[OBJECTIVE]
Below are some records; reproduce every one of them exactly.

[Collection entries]
start

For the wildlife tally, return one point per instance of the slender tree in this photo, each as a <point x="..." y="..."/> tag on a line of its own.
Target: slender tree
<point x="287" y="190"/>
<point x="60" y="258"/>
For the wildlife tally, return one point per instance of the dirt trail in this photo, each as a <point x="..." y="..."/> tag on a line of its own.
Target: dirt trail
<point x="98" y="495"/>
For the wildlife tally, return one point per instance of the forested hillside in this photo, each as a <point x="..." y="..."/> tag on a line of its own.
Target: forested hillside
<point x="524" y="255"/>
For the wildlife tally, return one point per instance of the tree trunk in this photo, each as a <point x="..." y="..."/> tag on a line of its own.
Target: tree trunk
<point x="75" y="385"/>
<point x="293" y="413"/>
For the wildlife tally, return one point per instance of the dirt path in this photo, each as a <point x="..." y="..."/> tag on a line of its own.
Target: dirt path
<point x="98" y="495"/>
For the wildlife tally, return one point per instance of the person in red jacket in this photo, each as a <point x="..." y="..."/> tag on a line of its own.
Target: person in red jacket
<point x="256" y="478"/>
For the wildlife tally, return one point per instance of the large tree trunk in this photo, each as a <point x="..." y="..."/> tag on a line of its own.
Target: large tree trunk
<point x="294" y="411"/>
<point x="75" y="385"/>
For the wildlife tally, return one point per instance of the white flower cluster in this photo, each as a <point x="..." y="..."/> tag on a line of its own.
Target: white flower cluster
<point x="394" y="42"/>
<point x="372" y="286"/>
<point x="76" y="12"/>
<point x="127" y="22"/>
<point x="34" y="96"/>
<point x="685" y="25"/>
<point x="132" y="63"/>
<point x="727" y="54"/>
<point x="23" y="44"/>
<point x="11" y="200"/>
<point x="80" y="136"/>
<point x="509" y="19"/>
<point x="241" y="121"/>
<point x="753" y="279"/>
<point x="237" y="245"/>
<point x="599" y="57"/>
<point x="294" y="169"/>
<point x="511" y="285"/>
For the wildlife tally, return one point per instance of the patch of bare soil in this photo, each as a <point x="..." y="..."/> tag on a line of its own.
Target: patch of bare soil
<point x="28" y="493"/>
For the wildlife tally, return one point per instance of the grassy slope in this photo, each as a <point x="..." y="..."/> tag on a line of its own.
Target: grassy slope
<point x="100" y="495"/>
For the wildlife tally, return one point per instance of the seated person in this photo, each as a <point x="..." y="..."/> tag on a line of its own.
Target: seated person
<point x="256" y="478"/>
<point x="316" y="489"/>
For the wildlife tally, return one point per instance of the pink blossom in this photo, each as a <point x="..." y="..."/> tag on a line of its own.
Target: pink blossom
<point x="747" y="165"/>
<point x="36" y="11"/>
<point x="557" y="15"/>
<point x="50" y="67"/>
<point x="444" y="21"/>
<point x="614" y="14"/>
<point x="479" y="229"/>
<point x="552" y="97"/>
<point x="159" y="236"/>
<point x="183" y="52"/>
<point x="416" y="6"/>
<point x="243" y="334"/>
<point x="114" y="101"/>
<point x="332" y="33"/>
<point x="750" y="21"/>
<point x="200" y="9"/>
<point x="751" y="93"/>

end

[TASK ANSWER]
For the wildlife tally, return one point per instance of the slender tree in this photo, each as a <point x="..." y="..."/> tag on a line of its own.
Target: slender tree
<point x="287" y="190"/>
<point x="60" y="258"/>
For the wildlife tally, return one point per instance of the dirt trail in this photo, each as a <point x="..." y="..."/> tag on a line of its own.
Target: dirt trail
<point x="98" y="495"/>
For the wildlife tally, return one point per instance of the forested hillside in this photo, each as a <point x="..." y="..."/> tag on a line of its own.
Target: forested hillside
<point x="524" y="255"/>
For the wildlife tally, return one point per instance of the tree trunk in this photo, each as a <point x="..." y="..."/> tag on a line of its own.
Target: tree trunk
<point x="75" y="385"/>
<point x="293" y="413"/>
For the wildlife tally, return one point per instance of the dirt path in this photo, each as a <point x="..." y="..."/> tag on a line of its own.
Target: dirt path
<point x="98" y="495"/>
For the wildlife tally, return one point per instance of the person in red jacket in this photo, each as a <point x="..." y="..."/> tag on a line of its own.
Target: person in red jacket
<point x="256" y="478"/>
For the wildlife tally, return one point per instance of the large tree trunk in this photo, each as a <point x="..." y="..."/> tag on a line of its own.
Target: large tree trunk
<point x="294" y="411"/>
<point x="75" y="385"/>
For the wildlife tally, return one point per instance of the white flower cluster in this photo, each as a <point x="..." y="..."/> tag on a line of its own.
Target: white flower cluster
<point x="394" y="42"/>
<point x="372" y="286"/>
<point x="76" y="12"/>
<point x="127" y="22"/>
<point x="34" y="96"/>
<point x="685" y="25"/>
<point x="132" y="63"/>
<point x="727" y="54"/>
<point x="23" y="44"/>
<point x="11" y="200"/>
<point x="80" y="136"/>
<point x="509" y="19"/>
<point x="241" y="121"/>
<point x="753" y="279"/>
<point x="237" y="245"/>
<point x="599" y="57"/>
<point x="294" y="169"/>
<point x="511" y="285"/>
For the wildlife tally, return one point per instance of the patch of bare soil in this photo, each as a <point x="..." y="..."/> tag on a line of its own.
Target: patch of bare soil
<point x="28" y="493"/>
For the wildlife tally, return one point per instance of the grassy slope in this photo, each as a <point x="..." y="..."/> tag on a line of its own.
Target: grassy slope
<point x="100" y="495"/>
For the wildlife tally, return one point per instance of the seated person in this photo, each as a <point x="..." y="..."/> tag on a line of its own.
Target: seated person
<point x="256" y="478"/>
<point x="316" y="489"/>
For the wildlife tally, return one point per instance of the pink blossom in this photo, each as a <point x="..." y="..."/> tag on a line of its own.
Target: pink blossom
<point x="747" y="165"/>
<point x="36" y="11"/>
<point x="557" y="15"/>
<point x="50" y="67"/>
<point x="444" y="21"/>
<point x="614" y="14"/>
<point x="479" y="229"/>
<point x="552" y="97"/>
<point x="159" y="236"/>
<point x="183" y="52"/>
<point x="416" y="6"/>
<point x="243" y="334"/>
<point x="114" y="101"/>
<point x="332" y="33"/>
<point x="750" y="21"/>
<point x="200" y="9"/>
<point x="751" y="93"/>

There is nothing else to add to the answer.